◆ Given records:
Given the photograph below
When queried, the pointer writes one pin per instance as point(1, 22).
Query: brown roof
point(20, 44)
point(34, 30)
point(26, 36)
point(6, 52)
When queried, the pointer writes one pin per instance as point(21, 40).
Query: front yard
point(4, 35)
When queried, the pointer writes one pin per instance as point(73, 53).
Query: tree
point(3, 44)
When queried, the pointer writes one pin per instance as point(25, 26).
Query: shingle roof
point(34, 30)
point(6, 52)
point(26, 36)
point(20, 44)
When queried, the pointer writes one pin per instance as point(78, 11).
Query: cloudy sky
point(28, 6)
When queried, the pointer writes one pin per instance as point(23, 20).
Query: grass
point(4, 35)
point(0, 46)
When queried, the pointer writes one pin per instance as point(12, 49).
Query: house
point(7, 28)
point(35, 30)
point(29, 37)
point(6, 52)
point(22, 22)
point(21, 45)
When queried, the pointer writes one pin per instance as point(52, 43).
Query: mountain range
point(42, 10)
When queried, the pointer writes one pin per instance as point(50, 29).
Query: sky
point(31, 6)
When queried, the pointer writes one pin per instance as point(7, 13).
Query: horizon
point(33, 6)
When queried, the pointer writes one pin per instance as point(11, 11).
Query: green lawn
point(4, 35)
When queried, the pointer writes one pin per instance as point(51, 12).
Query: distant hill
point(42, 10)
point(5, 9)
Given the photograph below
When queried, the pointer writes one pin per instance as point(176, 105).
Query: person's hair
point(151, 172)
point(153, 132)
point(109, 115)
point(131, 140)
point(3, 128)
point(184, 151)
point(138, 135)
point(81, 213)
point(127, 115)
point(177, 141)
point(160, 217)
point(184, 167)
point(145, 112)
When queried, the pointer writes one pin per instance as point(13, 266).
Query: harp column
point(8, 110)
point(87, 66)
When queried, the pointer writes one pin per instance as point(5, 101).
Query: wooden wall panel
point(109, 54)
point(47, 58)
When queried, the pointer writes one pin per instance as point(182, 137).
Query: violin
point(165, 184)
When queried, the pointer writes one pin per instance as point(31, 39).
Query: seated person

◆ Description of the task: Copy out all of the data above word for word, keeping every line as it is.

◆ Result below:
Given the photograph below
When queried, the pointer writes one pin per instance as point(1, 22).
Query: brown roof
point(20, 44)
point(34, 30)
point(26, 36)
point(6, 52)
When queried, the pointer writes one pin per instance as point(21, 40).
Query: front yard
point(4, 35)
When queried, the pointer writes one pin per instance as point(73, 53).
Query: tree
point(3, 44)
When queried, the pointer writes one pin per instance as point(25, 26).
Query: shingle roof
point(34, 30)
point(6, 52)
point(26, 36)
point(20, 44)
When queried, the pointer writes one pin per instance as point(78, 11).
Query: cloudy sky
point(28, 6)
When queried, the pointer writes one pin per instance as point(23, 20).
Query: grass
point(4, 35)
point(0, 46)
When queried, the pointer writes one pin per instance as point(12, 49).
Query: house
point(7, 28)
point(35, 30)
point(29, 37)
point(6, 52)
point(22, 22)
point(21, 45)
When queried, the pointer writes one pin per instance as point(52, 43).
Query: mountain range
point(42, 10)
When queried, the pointer writes one pin per instance as point(50, 29).
Query: sky
point(31, 6)
When queried, the pointer writes one pin per instance as point(7, 13).
Query: horizon
point(33, 6)
When queried, the pointer writes one pin per instance as point(11, 11).
Query: green lawn
point(4, 35)
When queried, the pointer writes one pin per instance as point(51, 12).
Query: distant hill
point(42, 10)
point(5, 9)
Given the photograph below
When queried, the pointer writes one pin per instance as point(176, 105).
Query: person's hair
point(151, 172)
point(153, 132)
point(109, 115)
point(131, 140)
point(3, 128)
point(184, 151)
point(138, 135)
point(81, 213)
point(127, 115)
point(177, 141)
point(160, 217)
point(184, 167)
point(145, 112)
When queried, the pointer writes one pin per instance as point(13, 266).
Query: harp column
point(8, 110)
point(87, 66)
When queried, the pointer writes one pin per instance as point(5, 101).
Query: wooden wall panel
point(109, 54)
point(47, 58)
When queried, the pointer writes one pin per instance as point(182, 137).
Query: violin
point(165, 184)
When queried, the pointer writes one pin per instance as point(31, 39).
Query: seated person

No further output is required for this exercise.